MATERIAL PROVIDED:
____________________

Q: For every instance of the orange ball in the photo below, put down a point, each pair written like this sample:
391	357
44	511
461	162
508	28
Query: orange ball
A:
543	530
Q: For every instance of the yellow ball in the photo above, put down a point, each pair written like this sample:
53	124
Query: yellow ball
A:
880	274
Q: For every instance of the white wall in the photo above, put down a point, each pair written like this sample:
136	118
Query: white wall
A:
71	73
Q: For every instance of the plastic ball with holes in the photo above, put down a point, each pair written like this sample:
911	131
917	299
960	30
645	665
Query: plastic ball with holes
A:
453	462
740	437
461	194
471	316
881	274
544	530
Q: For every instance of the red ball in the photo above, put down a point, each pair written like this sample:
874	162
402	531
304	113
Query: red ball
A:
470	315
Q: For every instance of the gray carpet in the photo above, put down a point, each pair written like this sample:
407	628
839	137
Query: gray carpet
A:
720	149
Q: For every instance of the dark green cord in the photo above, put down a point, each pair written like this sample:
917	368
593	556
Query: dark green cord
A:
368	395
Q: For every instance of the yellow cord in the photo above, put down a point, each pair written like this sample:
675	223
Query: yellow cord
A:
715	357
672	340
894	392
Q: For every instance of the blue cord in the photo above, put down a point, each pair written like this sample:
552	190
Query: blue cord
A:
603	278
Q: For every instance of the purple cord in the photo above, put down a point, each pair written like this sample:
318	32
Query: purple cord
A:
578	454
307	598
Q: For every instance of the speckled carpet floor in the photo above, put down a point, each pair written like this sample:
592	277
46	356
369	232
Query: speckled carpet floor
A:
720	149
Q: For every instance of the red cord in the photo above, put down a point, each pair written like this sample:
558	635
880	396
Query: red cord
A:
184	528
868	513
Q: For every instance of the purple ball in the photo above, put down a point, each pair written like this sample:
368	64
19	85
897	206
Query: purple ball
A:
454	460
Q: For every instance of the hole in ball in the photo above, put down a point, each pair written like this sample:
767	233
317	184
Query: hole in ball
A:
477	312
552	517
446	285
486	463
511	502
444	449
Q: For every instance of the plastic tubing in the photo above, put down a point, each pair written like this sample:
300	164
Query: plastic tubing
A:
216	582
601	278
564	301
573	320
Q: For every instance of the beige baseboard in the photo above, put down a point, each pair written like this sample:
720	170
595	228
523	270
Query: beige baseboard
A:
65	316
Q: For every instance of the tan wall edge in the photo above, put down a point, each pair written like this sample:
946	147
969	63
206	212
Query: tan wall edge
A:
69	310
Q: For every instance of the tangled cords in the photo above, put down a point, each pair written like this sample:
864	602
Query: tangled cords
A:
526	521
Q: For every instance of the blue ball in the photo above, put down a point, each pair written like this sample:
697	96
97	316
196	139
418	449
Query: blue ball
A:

____________________

TASK TO CARRY OUT: Repeat all the records. Match each line exactly.

TASK SOLUTION:
Q: For every instance of the orange ball in the photo below, put down a point, each pair written like this sample:
391	357
44	511
461	162
508	28
Query: orange ball
A:
543	530
Q: For every instance of the yellow ball in the photo above, put down a point, each pair written like this sample:
53	124
Query: yellow ball
A:
880	274
Q: For every instance of the white wall in the photo above, put down a point, each pair written like this sample:
136	118
Query: white wall
A:
71	73
Q: For every instance of the plastic ball with holes in the photo above, put down a point, each pair written like this sample:
911	131
917	299
960	30
645	665
Query: plastic ball with holes
A:
453	462
740	437
461	194
471	316
881	274
544	530
Q: For every instance of the red ball in the photo above, put down a point, each pair written like this sample:
874	162
402	531
304	113
Query: red ball
A:
470	315
Q: For every instance of the gray carpet in the photo above, put down a point, each pair written like this sample:
407	628
839	137
Query: gray carpet
A:
720	149
Q: For every instance of the dark green cord in the photo above, put down a point, each pair written like this sample:
917	368
593	556
Query: dark green cord
A:
368	395
Q: For every instance of the yellow cord in the photo above, put down a point, each pair written like this sample:
675	223
Query: yellow cord
A:
715	357
672	340
894	392
Q: For every instance of the blue cord in the photo above, put down a point, each pair written like this sample:
552	190
Query: blue cord
A:
603	278
Q: For every instance of the purple cord in the photo above, put down a point, each pair written like this sample:
318	32
Query: purple cord
A:
578	454
307	598
Q: For every instance of the speckled carpet floor in the photo above, put down a point, each pair written like this sample:
592	277
46	356
369	232
Query: speckled carpet floor
A:
720	149
Q: For every instance of the red cord in the photo above, put down a point, each pair written like this sample:
558	635
880	396
Query: red cord
A:
184	528
868	513
Q: For every instance of the purple ball in the photo above, put down a point, each pair written like this sample:
368	64
19	85
897	206
Query: purple ball
A:
454	460
Q: For every instance of the hole in ball in the photo above, put down a point, each pair written like this sample:
767	233
317	184
Query: hole in ball
A:
477	312
552	517
446	285
486	463
511	502
444	449
Q: For every instance of the plastic tubing in the photo above, put down a point, each pair written like this sample:
300	164
Query: plastic tubing
A:
216	582
601	278
564	301
573	320
Q: For every instance of the beige baseboard in the photo above, put down a point, each pair written like this sample:
720	170
595	228
523	270
Query: beige baseboard
A:
65	316
Q: For every instance of the tan wall edge in the photo above, put down a point, each pair written like this sample:
946	147
969	63
206	212
Query: tan wall edge
A:
69	310
Q: For every instance of the tangled cords in the photo above, put down a point, each pair written like this sample:
864	602
Query: tangled cords
A:
526	521
Q: For every instance of the blue ball in the photo above, put down a point, each pair written like this sample:
697	96
97	316
196	139
418	449
Query: blue ball
A:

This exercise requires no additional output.